Records for the task:
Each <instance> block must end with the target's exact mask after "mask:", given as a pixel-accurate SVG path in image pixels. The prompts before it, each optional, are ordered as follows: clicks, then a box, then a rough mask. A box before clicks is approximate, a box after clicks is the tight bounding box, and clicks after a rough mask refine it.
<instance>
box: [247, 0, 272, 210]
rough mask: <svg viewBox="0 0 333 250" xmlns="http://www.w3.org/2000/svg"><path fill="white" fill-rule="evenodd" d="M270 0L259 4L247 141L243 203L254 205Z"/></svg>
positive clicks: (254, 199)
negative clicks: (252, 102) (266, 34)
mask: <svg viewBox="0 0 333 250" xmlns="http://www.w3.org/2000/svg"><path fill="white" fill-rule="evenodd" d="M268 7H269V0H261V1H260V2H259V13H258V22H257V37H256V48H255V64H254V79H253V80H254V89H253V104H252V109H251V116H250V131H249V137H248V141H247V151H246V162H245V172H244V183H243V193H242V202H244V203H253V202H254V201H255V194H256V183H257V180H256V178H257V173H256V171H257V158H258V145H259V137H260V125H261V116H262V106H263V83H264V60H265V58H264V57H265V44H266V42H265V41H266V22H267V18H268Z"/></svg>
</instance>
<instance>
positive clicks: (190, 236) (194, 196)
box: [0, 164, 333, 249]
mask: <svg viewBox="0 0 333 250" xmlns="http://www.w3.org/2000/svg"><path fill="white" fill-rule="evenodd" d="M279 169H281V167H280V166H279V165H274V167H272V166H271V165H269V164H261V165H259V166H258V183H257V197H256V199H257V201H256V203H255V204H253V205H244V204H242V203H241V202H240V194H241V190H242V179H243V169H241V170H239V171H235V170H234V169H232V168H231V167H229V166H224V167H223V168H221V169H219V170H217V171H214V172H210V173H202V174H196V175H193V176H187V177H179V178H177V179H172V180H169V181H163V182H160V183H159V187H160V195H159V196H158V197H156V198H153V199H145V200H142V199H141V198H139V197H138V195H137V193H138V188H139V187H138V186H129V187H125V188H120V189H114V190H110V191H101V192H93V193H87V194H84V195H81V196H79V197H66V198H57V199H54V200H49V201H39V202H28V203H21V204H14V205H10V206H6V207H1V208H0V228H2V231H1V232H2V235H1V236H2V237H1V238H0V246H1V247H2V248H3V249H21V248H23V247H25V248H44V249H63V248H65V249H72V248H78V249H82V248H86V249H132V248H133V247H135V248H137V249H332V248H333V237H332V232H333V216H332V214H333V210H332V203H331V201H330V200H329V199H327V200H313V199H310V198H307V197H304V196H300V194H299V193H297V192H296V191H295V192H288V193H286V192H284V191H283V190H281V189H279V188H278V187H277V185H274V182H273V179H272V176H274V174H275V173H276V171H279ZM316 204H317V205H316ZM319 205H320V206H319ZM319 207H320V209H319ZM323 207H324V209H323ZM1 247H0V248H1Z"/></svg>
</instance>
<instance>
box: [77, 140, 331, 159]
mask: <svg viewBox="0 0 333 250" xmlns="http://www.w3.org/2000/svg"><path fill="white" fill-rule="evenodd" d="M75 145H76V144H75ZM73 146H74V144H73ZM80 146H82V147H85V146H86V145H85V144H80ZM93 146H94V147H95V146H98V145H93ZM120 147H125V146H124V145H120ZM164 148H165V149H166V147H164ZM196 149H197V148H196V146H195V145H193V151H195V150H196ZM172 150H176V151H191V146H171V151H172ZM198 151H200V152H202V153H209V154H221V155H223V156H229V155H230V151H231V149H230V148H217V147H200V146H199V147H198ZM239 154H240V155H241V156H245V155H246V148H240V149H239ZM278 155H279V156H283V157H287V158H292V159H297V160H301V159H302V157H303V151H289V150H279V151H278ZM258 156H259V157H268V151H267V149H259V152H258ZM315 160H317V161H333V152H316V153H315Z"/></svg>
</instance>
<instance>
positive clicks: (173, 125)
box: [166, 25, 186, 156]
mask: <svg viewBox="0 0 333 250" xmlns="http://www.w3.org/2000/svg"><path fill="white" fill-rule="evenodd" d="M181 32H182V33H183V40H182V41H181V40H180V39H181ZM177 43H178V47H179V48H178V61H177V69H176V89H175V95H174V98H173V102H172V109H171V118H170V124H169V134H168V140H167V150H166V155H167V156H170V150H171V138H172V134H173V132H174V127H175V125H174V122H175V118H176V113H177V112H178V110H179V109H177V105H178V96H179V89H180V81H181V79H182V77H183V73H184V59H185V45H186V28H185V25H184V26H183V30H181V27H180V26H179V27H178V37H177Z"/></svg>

What you should do: Give back the listing exactly.

Expected output:
Each <instance> block must end with the target's exact mask after "mask:", given as a pixel-accurate SVG path in image pixels. The prompts before it, each optional, are ordered as follows: clicks, then a box, then a rough mask. A box before clicks is approximate, a box after clicks is the tight bounding box, and clicks after a rough mask refine it.
<instance>
box: [247, 0, 272, 210]
rough mask: <svg viewBox="0 0 333 250" xmlns="http://www.w3.org/2000/svg"><path fill="white" fill-rule="evenodd" d="M270 0L259 4L247 141L243 203L254 205Z"/></svg>
positive clicks: (254, 199)
negative clicks: (252, 102) (266, 34)
mask: <svg viewBox="0 0 333 250" xmlns="http://www.w3.org/2000/svg"><path fill="white" fill-rule="evenodd" d="M268 7H269V0H261V1H260V2H259V13H258V22H257V37H256V48H255V64H254V79H253V80H254V89H253V104H252V109H251V116H250V131H249V137H248V141H247V151H246V162H245V172H244V183H243V193H242V202H244V203H253V202H254V201H255V194H256V183H257V180H256V178H257V173H256V171H257V158H258V145H259V137H260V125H261V116H262V106H263V83H264V60H265V58H264V57H265V44H266V42H265V41H266V22H267V18H268Z"/></svg>
</instance>
<instance>
positive clicks: (190, 236) (194, 196)
box: [0, 164, 333, 249]
mask: <svg viewBox="0 0 333 250" xmlns="http://www.w3.org/2000/svg"><path fill="white" fill-rule="evenodd" d="M279 169H281V167H280V166H279V165H274V167H272V166H271V165H269V164H261V165H259V166H258V183H257V197H256V199H257V201H256V203H255V204H253V205H244V204H242V203H241V202H240V194H241V190H242V179H243V169H241V170H239V171H235V170H234V169H232V168H231V167H229V166H224V167H223V168H221V169H219V170H217V171H214V172H210V173H202V174H196V175H193V176H187V177H179V178H177V179H172V180H169V181H163V182H160V183H159V187H160V195H159V196H158V197H156V198H153V199H145V200H142V199H141V198H139V197H138V195H137V193H138V188H139V187H138V186H129V187H125V188H120V189H114V190H110V191H101V192H93V193H87V194H84V195H81V196H79V197H66V198H57V199H54V200H49V201H39V202H28V203H21V204H14V205H10V206H6V207H1V208H0V228H2V231H1V232H2V235H1V236H2V237H1V238H0V246H1V247H2V248H3V249H21V248H23V247H25V248H44V249H63V248H65V249H72V248H78V249H82V248H86V249H132V248H133V247H135V248H137V249H332V248H333V237H332V232H333V216H332V214H333V210H332V203H331V201H330V200H329V199H327V200H313V199H310V198H307V197H304V196H300V194H299V193H297V192H296V191H295V192H288V193H286V192H284V191H283V190H281V189H279V188H278V187H277V185H274V182H273V179H272V176H274V174H275V173H276V171H279ZM316 204H317V205H316ZM319 205H320V206H319ZM319 207H320V209H319ZM323 207H324V209H323ZM1 247H0V248H1Z"/></svg>
</instance>
<instance>
box: [77, 140, 331, 159]
mask: <svg viewBox="0 0 333 250" xmlns="http://www.w3.org/2000/svg"><path fill="white" fill-rule="evenodd" d="M75 145H76V144H75ZM73 146H74V144H73ZM80 146H82V147H85V146H86V145H85V144H80ZM93 146H94V147H95V146H98V145H93ZM120 147H125V146H124V145H120ZM164 148H165V149H166V147H164ZM196 149H197V148H196V146H195V145H193V151H195V150H196ZM172 150H176V151H191V146H171V151H172ZM198 151H200V152H202V153H209V154H221V155H223V156H229V155H230V151H231V149H230V148H217V147H200V146H199V147H198ZM239 154H240V155H241V156H245V155H246V148H240V149H239ZM278 155H279V156H283V157H287V158H292V159H297V160H301V159H302V157H303V151H289V150H279V151H278ZM258 156H259V157H268V151H267V149H259V152H258ZM315 160H317V161H333V152H316V153H315Z"/></svg>
</instance>
<instance>
positive clicks: (173, 125)
box: [166, 25, 186, 156]
mask: <svg viewBox="0 0 333 250" xmlns="http://www.w3.org/2000/svg"><path fill="white" fill-rule="evenodd" d="M181 32H182V33H183V40H182V41H181V40H180V39H181ZM177 43H178V47H179V48H178V61H177V69H176V89H175V95H174V98H173V102H172V109H171V118H170V124H169V134H168V140H167V150H166V155H167V156H170V150H171V138H172V134H173V132H174V127H175V125H174V122H175V118H176V113H177V112H178V110H179V109H177V105H178V96H179V89H180V81H181V79H182V77H183V73H184V59H185V45H186V28H185V25H184V26H183V30H181V27H180V26H179V27H178V37H177Z"/></svg>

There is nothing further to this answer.